* Records from a point labeling set *
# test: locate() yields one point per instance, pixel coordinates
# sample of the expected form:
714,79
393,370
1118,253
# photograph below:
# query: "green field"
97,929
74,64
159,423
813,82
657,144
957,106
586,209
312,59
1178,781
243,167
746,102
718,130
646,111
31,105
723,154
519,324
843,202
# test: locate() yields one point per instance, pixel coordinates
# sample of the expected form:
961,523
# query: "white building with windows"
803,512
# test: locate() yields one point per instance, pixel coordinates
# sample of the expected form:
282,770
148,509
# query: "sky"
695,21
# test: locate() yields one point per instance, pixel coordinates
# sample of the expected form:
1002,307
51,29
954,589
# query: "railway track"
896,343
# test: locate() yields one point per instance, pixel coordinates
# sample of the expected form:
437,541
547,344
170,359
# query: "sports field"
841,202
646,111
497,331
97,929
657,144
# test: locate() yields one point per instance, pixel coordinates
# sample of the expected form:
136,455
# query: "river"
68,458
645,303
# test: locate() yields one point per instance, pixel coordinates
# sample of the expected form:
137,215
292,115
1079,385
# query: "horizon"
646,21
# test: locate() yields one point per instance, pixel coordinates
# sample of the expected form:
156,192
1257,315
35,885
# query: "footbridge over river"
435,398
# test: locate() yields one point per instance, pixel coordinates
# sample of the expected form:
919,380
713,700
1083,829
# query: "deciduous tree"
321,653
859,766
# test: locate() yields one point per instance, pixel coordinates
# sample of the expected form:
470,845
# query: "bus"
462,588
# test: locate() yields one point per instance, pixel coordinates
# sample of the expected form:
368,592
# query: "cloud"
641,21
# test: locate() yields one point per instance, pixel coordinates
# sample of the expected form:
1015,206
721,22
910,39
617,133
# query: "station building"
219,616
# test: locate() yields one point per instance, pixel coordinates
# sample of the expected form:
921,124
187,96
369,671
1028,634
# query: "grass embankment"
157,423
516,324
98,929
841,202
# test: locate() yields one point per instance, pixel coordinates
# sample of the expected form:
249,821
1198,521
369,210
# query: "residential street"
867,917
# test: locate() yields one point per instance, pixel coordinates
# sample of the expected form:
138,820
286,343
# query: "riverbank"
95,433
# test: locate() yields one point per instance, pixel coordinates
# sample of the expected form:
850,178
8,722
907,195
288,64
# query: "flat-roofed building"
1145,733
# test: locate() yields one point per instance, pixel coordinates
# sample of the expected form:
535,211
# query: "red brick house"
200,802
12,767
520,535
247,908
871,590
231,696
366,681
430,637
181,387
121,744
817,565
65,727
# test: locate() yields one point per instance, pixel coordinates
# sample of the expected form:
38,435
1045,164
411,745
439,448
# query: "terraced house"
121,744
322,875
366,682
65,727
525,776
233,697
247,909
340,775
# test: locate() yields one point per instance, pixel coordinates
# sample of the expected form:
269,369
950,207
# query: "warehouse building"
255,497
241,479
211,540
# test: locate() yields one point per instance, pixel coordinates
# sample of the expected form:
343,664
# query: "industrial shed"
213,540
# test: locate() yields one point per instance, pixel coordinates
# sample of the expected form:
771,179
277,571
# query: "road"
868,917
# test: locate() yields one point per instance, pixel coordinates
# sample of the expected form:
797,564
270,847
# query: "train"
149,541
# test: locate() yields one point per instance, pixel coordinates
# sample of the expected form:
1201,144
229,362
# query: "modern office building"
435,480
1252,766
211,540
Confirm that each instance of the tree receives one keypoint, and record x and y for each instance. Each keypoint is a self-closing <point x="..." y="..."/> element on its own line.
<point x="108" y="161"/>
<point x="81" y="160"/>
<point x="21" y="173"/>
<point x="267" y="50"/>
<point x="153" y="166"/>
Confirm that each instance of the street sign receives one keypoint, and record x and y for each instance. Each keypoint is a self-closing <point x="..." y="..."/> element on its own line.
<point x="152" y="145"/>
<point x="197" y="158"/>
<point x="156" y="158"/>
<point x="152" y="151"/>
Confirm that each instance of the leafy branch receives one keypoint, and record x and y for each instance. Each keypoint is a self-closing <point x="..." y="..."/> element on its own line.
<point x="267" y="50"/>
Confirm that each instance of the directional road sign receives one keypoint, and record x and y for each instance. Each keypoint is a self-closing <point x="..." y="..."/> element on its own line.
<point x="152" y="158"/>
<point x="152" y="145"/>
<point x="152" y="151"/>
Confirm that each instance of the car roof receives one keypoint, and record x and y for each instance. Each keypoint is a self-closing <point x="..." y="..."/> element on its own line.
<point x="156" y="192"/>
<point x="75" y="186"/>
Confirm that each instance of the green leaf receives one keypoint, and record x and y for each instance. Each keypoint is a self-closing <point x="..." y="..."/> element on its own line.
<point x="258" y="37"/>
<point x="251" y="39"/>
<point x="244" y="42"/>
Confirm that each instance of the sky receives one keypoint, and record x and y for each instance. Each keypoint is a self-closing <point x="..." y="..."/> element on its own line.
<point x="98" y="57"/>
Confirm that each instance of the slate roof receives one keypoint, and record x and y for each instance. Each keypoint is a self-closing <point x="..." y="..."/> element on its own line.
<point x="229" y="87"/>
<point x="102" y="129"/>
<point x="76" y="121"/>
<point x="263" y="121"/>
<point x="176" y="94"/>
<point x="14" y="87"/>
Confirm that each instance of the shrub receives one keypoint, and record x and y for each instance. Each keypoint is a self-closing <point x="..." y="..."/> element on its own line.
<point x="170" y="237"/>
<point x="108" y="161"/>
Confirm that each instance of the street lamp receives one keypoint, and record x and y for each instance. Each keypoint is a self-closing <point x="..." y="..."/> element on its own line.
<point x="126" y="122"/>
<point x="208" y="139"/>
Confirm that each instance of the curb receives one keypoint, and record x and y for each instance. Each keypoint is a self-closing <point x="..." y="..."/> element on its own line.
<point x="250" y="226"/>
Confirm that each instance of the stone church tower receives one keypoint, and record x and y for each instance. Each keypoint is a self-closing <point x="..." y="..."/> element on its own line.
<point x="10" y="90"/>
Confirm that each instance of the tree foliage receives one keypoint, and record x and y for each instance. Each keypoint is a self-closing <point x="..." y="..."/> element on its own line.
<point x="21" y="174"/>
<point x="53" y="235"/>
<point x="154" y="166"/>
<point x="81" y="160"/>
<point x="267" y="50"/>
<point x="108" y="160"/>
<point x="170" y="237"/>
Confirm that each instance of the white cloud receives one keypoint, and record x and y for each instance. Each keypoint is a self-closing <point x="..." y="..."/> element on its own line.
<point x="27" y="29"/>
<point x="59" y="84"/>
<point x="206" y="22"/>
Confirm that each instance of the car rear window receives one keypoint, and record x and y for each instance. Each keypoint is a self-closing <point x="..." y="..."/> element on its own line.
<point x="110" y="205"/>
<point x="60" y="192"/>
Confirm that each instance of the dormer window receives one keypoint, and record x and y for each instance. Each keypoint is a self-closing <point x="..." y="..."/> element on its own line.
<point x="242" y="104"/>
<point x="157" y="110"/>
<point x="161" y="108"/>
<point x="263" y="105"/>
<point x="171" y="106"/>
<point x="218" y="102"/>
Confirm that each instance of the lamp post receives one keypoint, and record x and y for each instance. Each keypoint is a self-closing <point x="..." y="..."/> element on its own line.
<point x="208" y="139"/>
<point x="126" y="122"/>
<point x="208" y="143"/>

* What you have to do *
Rewrite the records above as a numbered list, leaving out any blank lines.

* Task response *
1. # test: locate() yields one point per instance, pixel coordinates
2. # sample of the expected form:
3. 714,79
4. 393,370
5. 1118,253
6. # photograph below:
7. # query: "green field"
8. 97,929
9. 74,64
10. 159,423
11. 813,82
12. 657,144
13. 957,106
14. 586,209
15. 312,59
16. 1178,781
17. 243,167
18. 746,102
19. 718,130
20. 646,111
21. 31,105
22. 723,154
23. 519,324
24. 843,202
25. # test: locate() yields one point per instance, pixel coordinates
26. # sample of the expected form:
27. 961,523
28. # query: "white building with windows"
29. 803,512
30. # test: locate() yields one point per instance, pixel coordinates
31. # sample of the expected form:
32. 282,770
33. 148,509
34. # query: "sky"
35. 695,21
36. # test: locate() yields one point per instance, pixel coordinates
37. # sample of the expected form:
38. 1002,307
39. 51,29
40. 954,589
41. # query: "railway track"
42. 896,343
43. # test: locate() yields one point per instance, pixel coordinates
44. # sample of the expected form:
45. 437,541
46. 547,344
47. 170,359
48. # query: "sports field"
49. 841,202
50. 646,111
51. 497,331
52. 97,929
53. 657,144
54. # test: locate() yields one point per instance, pixel coordinates
55. # sample of the expected form:
56. 136,455
57. # query: "river"
58. 68,458
59. 645,303
60. # test: locate() yields one point per instance, pixel coordinates
61. # sample of the expected form:
62. 137,215
63. 292,115
64. 1079,385
65. # query: "horizon"
66. 646,21
67. # test: locate() yields one point per instance, pixel coordinates
68. # sample of the expected form:
69. 156,192
70. 1257,315
71. 35,885
72. # query: "footbridge over river"
73. 435,398
74. # test: locate() yields one point per instance, pixel coordinates
75. # sample of the expected form:
76. 919,380
77. 713,700
78. 1083,829
79. # query: "deciduous tree"
80. 321,653
81. 859,766
82. # test: locate() yields one point per instance, pixel coordinates
83. # sample of the expected form:
84. 470,845
85. # query: "bus"
86. 462,588
87. # test: locate() yields one point per instance, pixel coordinates
88. # sample of the expected form:
89. 368,592
90. # query: "cloud"
91. 641,21
92. # test: locate() yields one point per instance, pixel coordinates
93. # sample of the expected form:
94. 1015,206
95. 721,22
96. 910,39
97. 617,133
98. # query: "station building"
99. 219,616
100. # test: locate() yields one point per instance, pixel coordinates
101. # sample of the expected form:
102. 921,124
103. 187,96
104. 369,671
105. 1028,634
106. # query: "grass embankment"
107. 157,423
108. 516,324
109. 98,929
110. 841,202
111. # test: locate() yields one point per instance, pixel coordinates
112. # sample of the expected form:
113. 249,821
114. 1198,521
115. 369,210
116. # query: "residential street"
117. 867,917
118. # test: locate() yields one point per instance, pixel coordinates
119. # sample of the expected form:
120. 138,820
121. 286,343
122. # query: "riverbank"
123. 95,433
124. # test: locate() yields one point per instance, pixel coordinates
125. # sample of the expected form:
126. 850,178
127. 8,722
128. 907,195
129. 288,64
130. # query: "flat-roofed building"
131. 1145,733
132. # test: locate() yields one point per instance, pixel coordinates
133. # sample of the expected form:
134. 535,211
135. # query: "red brick house"
136. 200,802
137. 12,767
138. 520,535
139. 247,908
140. 871,590
141. 231,696
142. 366,681
143. 430,637
144. 181,387
145. 121,744
146. 817,565
147. 65,727
148. # test: locate() yields one point per instance, pixel coordinates
149. # sample of the expected form:
150. 38,435
151. 1045,164
152. 411,745
153. 439,448
154. # query: "terraced house"
155. 121,744
156. 322,875
157. 366,682
158. 65,727
159. 525,776
160. 233,697
161. 247,909
162. 340,775
163. # test: locate() yields one point per instance, pixel coordinates
164. # sample of the expected form:
165. 269,369
166. 950,207
167. # query: "warehouse building"
168. 255,497
169. 241,479
170. 211,540
171. # test: locate() yields one point per instance, pixel coordinates
172. # sample of the expected form:
173. 343,664
174. # query: "industrial shed"
175. 213,540
176. # test: locate() yields one point per instance, pixel coordinates
177. # sample of the expected form:
178. 771,179
179. 277,571
180. # query: "road"
181. 868,917
182. # test: locate() yields one point per instance, pixel coordinates
183. # sample of the expected form:
184. 797,564
185. 270,847
186. # query: "train"
187. 149,541
188. # test: locate() yields one point per instance, pixel coordinates
189. # sample of the expected form:
190. 1201,144
191. 229,362
192. # query: "modern office building"
193. 435,480
194. 1252,766
195. 211,540
196. Confirm that each instance of the tree receives one keypoint, and record x and y for each instance. Each keypoint is a self-closing <point x="..." y="..."/> element on its own line.
197. <point x="108" y="161"/>
198. <point x="81" y="160"/>
199. <point x="21" y="173"/>
200. <point x="267" y="50"/>
201. <point x="153" y="166"/>
202. Confirm that each instance of the street sign receives one keypoint, and record x and y for each instance. Each keypoint is a self-closing <point x="..." y="..."/> element on its own line.
203. <point x="152" y="145"/>
204. <point x="197" y="158"/>
205. <point x="156" y="158"/>
206. <point x="152" y="151"/>
207. Confirm that each instance of the leafy branch receives one keypoint, and record x and y for each instance. Each keypoint is a self-closing <point x="..." y="..."/> element on its own line.
208. <point x="267" y="50"/>
209. Confirm that each instance of the directional road sign receives one keypoint, and record x and y for each instance. Each keypoint is a self-closing <point x="..." y="..."/> element on its own line.
210. <point x="152" y="158"/>
211. <point x="152" y="145"/>
212. <point x="152" y="151"/>
213. Confirm that each instance of the car roof receives one keypoint, and record x and y for each instance. Each keypoint is a self-closing <point x="..." y="..."/> element on its own line.
214. <point x="156" y="192"/>
215. <point x="75" y="186"/>
216. Confirm that each instance of the green leaf receives one keypoint, and record x and y for each instance. Each keypoint is a self-closing <point x="..." y="..."/> element on its own line.
217. <point x="258" y="37"/>
218. <point x="251" y="39"/>
219. <point x="244" y="42"/>
220. Confirm that each instance of the sky receives one keypoint, and record x and y for each instance. Each keypoint is a self-closing <point x="..." y="..."/> element on its own line.
221. <point x="98" y="57"/>
222. Confirm that each instance of the slate roof receives one keypoint, and record x and y for each instance. Each keypoint is a self-closing <point x="..." y="..."/> element on its own line.
223. <point x="229" y="87"/>
224. <point x="102" y="129"/>
225. <point x="76" y="121"/>
226. <point x="263" y="121"/>
227. <point x="176" y="94"/>
228. <point x="14" y="87"/>
229. Confirm that each instance of the shrub receives one keypoint, and record x and y for each instance. Each keypoint is a self-closing <point x="..." y="..."/> element on its own line.
230. <point x="170" y="237"/>
231. <point x="108" y="161"/>
232. Confirm that each instance of the street lamp receives one keypoint, and record x and y for each instance. Each keypoint is a self-closing <point x="..." y="..."/> element on its own line.
233. <point x="126" y="122"/>
234. <point x="208" y="139"/>
235. Confirm that each instance of the curb receives one keypoint, and record x and y for each instance. Each keypoint is a self-closing <point x="..." y="..."/> element on its own line.
236. <point x="250" y="226"/>
237. Confirm that each instance of the stone church tower receives one keypoint, and record x and y for each instance. Each keypoint is a self-closing <point x="..." y="..."/> element on its own line.
238. <point x="10" y="90"/>
239. Confirm that each instance of the tree foliage receives one keypoint, and record x and y for each instance. Each keypoint is a self-closing <point x="..." y="..."/> element on its own line.
240. <point x="21" y="174"/>
241. <point x="53" y="235"/>
242. <point x="154" y="166"/>
243. <point x="81" y="160"/>
244. <point x="267" y="50"/>
245. <point x="108" y="160"/>
246. <point x="170" y="237"/>
247. Confirm that each instance of the white cloud receives one keypoint, and record x and y for each instance. Each keypoint is a self-closing <point x="..." y="..."/> element on its own line.
248. <point x="27" y="29"/>
249. <point x="59" y="84"/>
250. <point x="206" y="22"/>
251. Confirm that each instance of the car rear window receives one keypoint, and record x and y for each instance. Each keypoint is a self-closing <point x="..." y="..."/> element on its own line.
252. <point x="110" y="205"/>
253. <point x="60" y="192"/>
254. Confirm that each instance of the dormer window receives one keypoint, and record x and y for each instance. Each keypoint is a self-closing <point x="..." y="..."/> element on its own line.
255. <point x="242" y="104"/>
256. <point x="157" y="110"/>
257. <point x="161" y="108"/>
258. <point x="263" y="105"/>
259. <point x="171" y="106"/>
260. <point x="218" y="102"/>
261. Confirm that each instance of the lamp post receives one keypoint, and record x and y for each instance. Each keypoint is a self-closing <point x="..." y="..."/> element on its own line.
262. <point x="208" y="139"/>
263. <point x="126" y="122"/>
264. <point x="208" y="143"/>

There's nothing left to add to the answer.